§ **TASK REQUIREMENTS**: Your reply should consist solely of the lines from the one containing "hand shown in this photo." through the end of the data, restated word for word.

§ **DATA FOR REVIEW**:

§

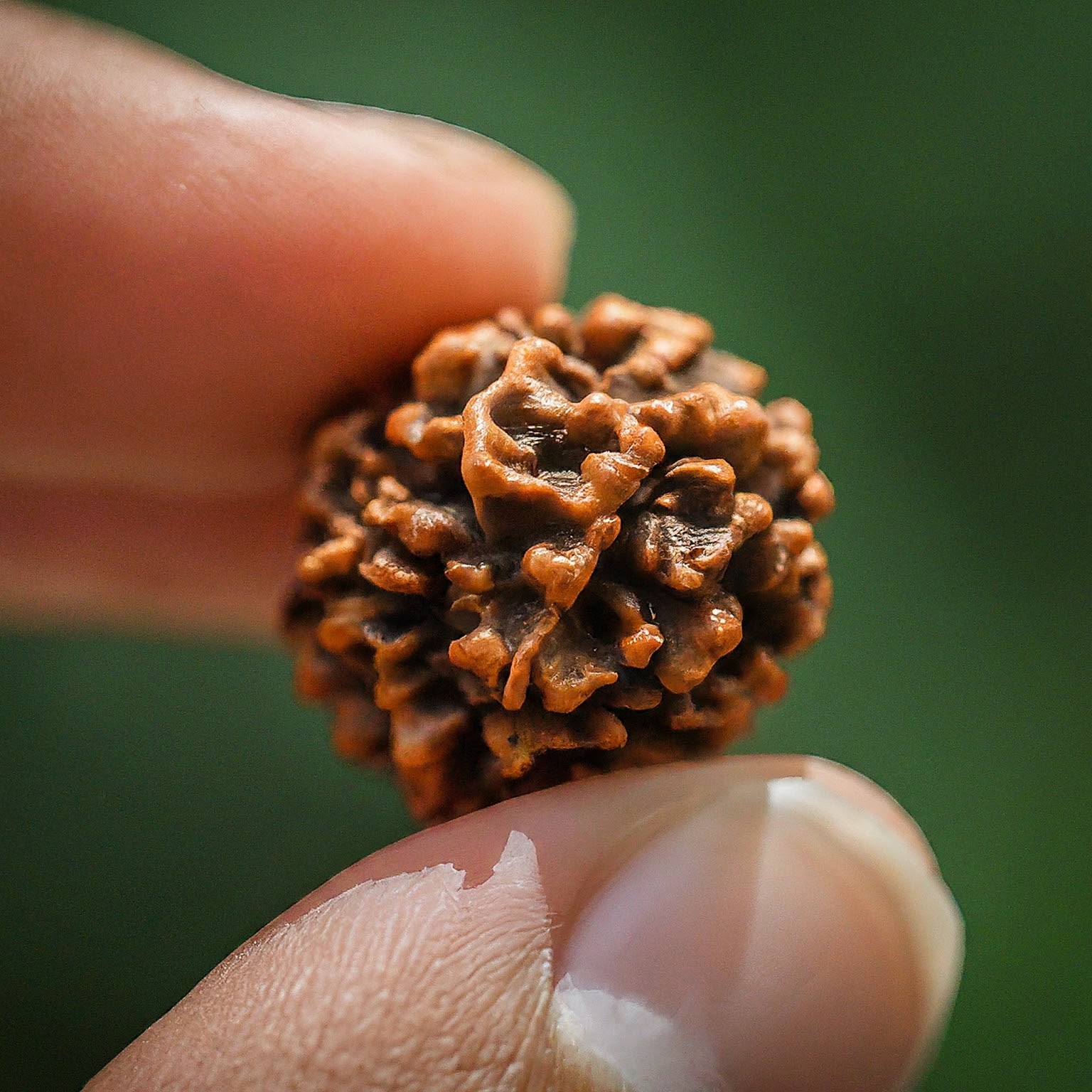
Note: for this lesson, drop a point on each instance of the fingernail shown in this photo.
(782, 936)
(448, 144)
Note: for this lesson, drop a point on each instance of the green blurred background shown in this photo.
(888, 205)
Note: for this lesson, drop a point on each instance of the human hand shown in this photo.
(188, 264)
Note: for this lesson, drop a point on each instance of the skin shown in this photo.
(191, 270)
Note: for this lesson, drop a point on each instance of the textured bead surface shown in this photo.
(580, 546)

§

§ **SOLUTION TO THIS EXERCISE**:
Note: for this lesson, drop a point on each instance of the human hand shown in this photo.
(188, 264)
Note: for this lesson, drop a point on each instance of the skin shown in this photo.
(191, 270)
Note: for this lesson, drop a point on each instance of the textured bead surface shown in this photo.
(580, 546)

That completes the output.